--- YOUR GOAL ---
Return all of the entries exactly as written.

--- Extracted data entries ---

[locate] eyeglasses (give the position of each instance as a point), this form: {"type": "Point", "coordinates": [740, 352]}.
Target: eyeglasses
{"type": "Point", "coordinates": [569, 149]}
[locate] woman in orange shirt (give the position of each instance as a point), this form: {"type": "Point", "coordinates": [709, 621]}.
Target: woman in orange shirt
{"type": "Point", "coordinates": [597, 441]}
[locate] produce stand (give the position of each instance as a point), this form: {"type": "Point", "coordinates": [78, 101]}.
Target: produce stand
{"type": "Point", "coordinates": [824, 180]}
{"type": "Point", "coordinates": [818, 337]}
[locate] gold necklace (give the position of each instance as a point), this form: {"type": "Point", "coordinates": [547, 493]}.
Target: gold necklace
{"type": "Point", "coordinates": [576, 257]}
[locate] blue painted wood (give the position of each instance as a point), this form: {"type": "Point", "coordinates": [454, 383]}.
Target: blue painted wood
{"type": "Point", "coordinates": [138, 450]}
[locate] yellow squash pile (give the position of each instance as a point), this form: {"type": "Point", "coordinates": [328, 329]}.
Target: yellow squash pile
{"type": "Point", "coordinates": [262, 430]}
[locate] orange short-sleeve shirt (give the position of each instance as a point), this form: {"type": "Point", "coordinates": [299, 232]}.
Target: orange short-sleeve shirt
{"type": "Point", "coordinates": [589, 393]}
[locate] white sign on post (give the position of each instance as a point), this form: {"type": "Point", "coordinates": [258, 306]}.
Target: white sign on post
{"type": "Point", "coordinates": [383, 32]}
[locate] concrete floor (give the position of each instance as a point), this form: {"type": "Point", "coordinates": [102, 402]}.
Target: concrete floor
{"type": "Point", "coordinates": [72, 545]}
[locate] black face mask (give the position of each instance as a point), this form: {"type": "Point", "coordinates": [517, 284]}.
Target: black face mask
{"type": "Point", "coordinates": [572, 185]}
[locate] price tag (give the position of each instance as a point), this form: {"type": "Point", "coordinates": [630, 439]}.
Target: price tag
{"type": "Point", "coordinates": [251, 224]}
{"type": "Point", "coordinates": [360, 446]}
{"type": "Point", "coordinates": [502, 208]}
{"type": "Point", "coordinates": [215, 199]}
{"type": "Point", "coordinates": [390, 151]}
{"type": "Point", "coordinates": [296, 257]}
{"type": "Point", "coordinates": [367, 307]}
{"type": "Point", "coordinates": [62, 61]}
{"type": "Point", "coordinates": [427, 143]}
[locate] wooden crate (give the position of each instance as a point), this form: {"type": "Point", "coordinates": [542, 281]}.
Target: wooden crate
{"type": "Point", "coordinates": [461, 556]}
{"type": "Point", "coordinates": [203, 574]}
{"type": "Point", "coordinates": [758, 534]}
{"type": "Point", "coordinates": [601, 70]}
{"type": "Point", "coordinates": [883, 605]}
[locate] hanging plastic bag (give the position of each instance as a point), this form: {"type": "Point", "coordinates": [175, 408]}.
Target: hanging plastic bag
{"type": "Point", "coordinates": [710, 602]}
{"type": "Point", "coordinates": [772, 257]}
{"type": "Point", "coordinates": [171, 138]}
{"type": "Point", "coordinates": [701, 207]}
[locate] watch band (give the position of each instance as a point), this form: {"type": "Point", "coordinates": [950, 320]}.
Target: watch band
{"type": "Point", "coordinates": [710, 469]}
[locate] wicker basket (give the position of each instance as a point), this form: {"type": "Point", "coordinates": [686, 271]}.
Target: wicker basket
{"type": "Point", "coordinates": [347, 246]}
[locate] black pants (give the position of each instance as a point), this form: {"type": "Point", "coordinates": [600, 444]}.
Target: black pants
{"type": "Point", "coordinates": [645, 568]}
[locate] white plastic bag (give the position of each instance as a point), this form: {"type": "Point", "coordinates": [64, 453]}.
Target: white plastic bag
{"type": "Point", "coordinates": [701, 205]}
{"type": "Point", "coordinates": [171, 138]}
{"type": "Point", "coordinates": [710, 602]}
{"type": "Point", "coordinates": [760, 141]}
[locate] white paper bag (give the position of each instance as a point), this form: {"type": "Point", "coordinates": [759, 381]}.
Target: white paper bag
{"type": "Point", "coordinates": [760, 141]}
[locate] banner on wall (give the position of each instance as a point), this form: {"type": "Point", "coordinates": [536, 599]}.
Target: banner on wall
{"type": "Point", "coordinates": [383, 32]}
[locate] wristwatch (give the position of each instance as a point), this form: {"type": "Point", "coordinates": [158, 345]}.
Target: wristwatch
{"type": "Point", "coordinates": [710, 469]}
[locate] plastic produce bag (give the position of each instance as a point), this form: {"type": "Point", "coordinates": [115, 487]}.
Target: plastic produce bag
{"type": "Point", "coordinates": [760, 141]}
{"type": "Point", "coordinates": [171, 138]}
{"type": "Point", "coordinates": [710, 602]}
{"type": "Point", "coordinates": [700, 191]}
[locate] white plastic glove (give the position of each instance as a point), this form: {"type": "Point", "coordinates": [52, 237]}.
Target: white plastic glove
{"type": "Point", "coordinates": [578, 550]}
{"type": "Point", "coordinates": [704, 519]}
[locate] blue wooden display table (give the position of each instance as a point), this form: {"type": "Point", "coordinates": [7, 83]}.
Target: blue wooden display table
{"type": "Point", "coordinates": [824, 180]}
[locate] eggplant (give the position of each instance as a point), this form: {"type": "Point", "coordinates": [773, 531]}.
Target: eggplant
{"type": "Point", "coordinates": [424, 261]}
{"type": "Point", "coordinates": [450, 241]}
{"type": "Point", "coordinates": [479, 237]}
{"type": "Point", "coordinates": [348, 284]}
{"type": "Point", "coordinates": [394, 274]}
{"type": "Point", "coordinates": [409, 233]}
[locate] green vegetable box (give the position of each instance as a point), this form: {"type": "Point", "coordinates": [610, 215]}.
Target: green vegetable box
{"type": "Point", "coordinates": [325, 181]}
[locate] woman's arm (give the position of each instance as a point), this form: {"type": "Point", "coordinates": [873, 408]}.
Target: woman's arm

--- WRITTEN ANSWER ---
[locate] eyeglasses (give the position of each instance as a point), this form: {"type": "Point", "coordinates": [740, 352]}.
Target: eyeglasses
{"type": "Point", "coordinates": [569, 149]}
[locate] woman in orange shirt (give the position of each instance as a point), this form: {"type": "Point", "coordinates": [709, 621]}.
Target: woman in orange shirt
{"type": "Point", "coordinates": [597, 441]}
[locate] produce stand (give the position of each instance as a point), this form: {"type": "Point", "coordinates": [78, 101]}.
Target: produce stand
{"type": "Point", "coordinates": [824, 180]}
{"type": "Point", "coordinates": [818, 337]}
[locate] gold necklace (give the position of each instance as a point), this form: {"type": "Point", "coordinates": [547, 493]}.
Target: gold necklace
{"type": "Point", "coordinates": [576, 257]}
[locate] blue painted wood (give the position of each instance as a point), this form: {"type": "Point", "coordinates": [454, 383]}.
Target: blue painted wood
{"type": "Point", "coordinates": [138, 450]}
[locate] yellow squash pile (give the position of each instance as a point), this form: {"type": "Point", "coordinates": [328, 329]}.
Target: yellow squash pile
{"type": "Point", "coordinates": [262, 430]}
[locate] orange short-sleeve shirt (give the position of each instance as a point), this form: {"type": "Point", "coordinates": [299, 232]}.
Target: orange short-sleeve shirt
{"type": "Point", "coordinates": [589, 393]}
[locate] white sign on post (give the position of each instance as a point), this form: {"type": "Point", "coordinates": [258, 306]}.
Target: white sign on post
{"type": "Point", "coordinates": [383, 32]}
[locate] concrete floor (give the position of each instance as a point), this form: {"type": "Point", "coordinates": [102, 402]}.
Target: concrete floor
{"type": "Point", "coordinates": [72, 545]}
[locate] black face mask (give the position of each instance as a point), this form: {"type": "Point", "coordinates": [517, 284]}.
Target: black face mask
{"type": "Point", "coordinates": [572, 185]}
[locate] price tag (give the position of each instance as a point), this form: {"type": "Point", "coordinates": [630, 439]}.
Target: price tag
{"type": "Point", "coordinates": [251, 224]}
{"type": "Point", "coordinates": [360, 446]}
{"type": "Point", "coordinates": [502, 208]}
{"type": "Point", "coordinates": [215, 199]}
{"type": "Point", "coordinates": [390, 151]}
{"type": "Point", "coordinates": [296, 257]}
{"type": "Point", "coordinates": [367, 307]}
{"type": "Point", "coordinates": [62, 61]}
{"type": "Point", "coordinates": [427, 143]}
[locate] wooden crate (give the position of each instance as a point), this form: {"type": "Point", "coordinates": [542, 281]}.
Target: wooden crate
{"type": "Point", "coordinates": [461, 556]}
{"type": "Point", "coordinates": [203, 574]}
{"type": "Point", "coordinates": [758, 534]}
{"type": "Point", "coordinates": [601, 70]}
{"type": "Point", "coordinates": [883, 605]}
[locate] hanging plastic bag (give the position of each instance as a point), this form: {"type": "Point", "coordinates": [175, 408]}.
Target: hanging plastic bag
{"type": "Point", "coordinates": [710, 602]}
{"type": "Point", "coordinates": [772, 257]}
{"type": "Point", "coordinates": [171, 138]}
{"type": "Point", "coordinates": [701, 207]}
[locate] watch band (give the position of each instance as a point), this form: {"type": "Point", "coordinates": [950, 320]}.
Target: watch band
{"type": "Point", "coordinates": [710, 469]}
[locate] wicker basket (give the position of each instance as a point), this form: {"type": "Point", "coordinates": [686, 271]}.
Target: wicker basket
{"type": "Point", "coordinates": [347, 246]}
[locate] black pants (give the position of each instance as a point), this form: {"type": "Point", "coordinates": [600, 444]}.
Target: black pants
{"type": "Point", "coordinates": [645, 568]}
[locate] white plastic bag (give the position of each instance as a point), this form: {"type": "Point", "coordinates": [64, 453]}.
Target: white plastic bag
{"type": "Point", "coordinates": [701, 205]}
{"type": "Point", "coordinates": [171, 138]}
{"type": "Point", "coordinates": [710, 602]}
{"type": "Point", "coordinates": [760, 141]}
[locate] white paper bag (give the position of each instance as a point), this form: {"type": "Point", "coordinates": [759, 381]}.
Target: white paper bag
{"type": "Point", "coordinates": [760, 141]}
[locate] banner on wall (give the position of each instance as a point), this form: {"type": "Point", "coordinates": [536, 599]}.
Target: banner on wall
{"type": "Point", "coordinates": [383, 32]}
[locate] wristwatch (give the position of each instance as a point), this form: {"type": "Point", "coordinates": [158, 345]}.
Target: wristwatch
{"type": "Point", "coordinates": [710, 469]}
[locate] plastic produce bag (give the position of each instance as a point), this form: {"type": "Point", "coordinates": [115, 487]}.
Target: plastic produce bag
{"type": "Point", "coordinates": [760, 141]}
{"type": "Point", "coordinates": [171, 138]}
{"type": "Point", "coordinates": [710, 602]}
{"type": "Point", "coordinates": [700, 191]}
[locate] white plastic glove (give the position of each instance as a point), this form: {"type": "Point", "coordinates": [52, 237]}.
Target: white plastic glove
{"type": "Point", "coordinates": [578, 550]}
{"type": "Point", "coordinates": [704, 519]}
[locate] blue wooden display table (give the position of each instance as a point), this form: {"type": "Point", "coordinates": [7, 83]}.
Target: blue wooden display table
{"type": "Point", "coordinates": [824, 180]}
[locate] eggplant (give the position of each instance as a point), this form: {"type": "Point", "coordinates": [773, 531]}.
Target: eggplant
{"type": "Point", "coordinates": [424, 261]}
{"type": "Point", "coordinates": [450, 241]}
{"type": "Point", "coordinates": [479, 237]}
{"type": "Point", "coordinates": [348, 284]}
{"type": "Point", "coordinates": [394, 274]}
{"type": "Point", "coordinates": [409, 233]}
[locate] green vegetable box (give the position of each instance as a point), this form: {"type": "Point", "coordinates": [610, 215]}.
Target: green vegetable box
{"type": "Point", "coordinates": [325, 181]}
[locate] woman's arm (give the position of each instance as a point), this form: {"type": "Point", "coordinates": [873, 408]}.
Target: woman's arm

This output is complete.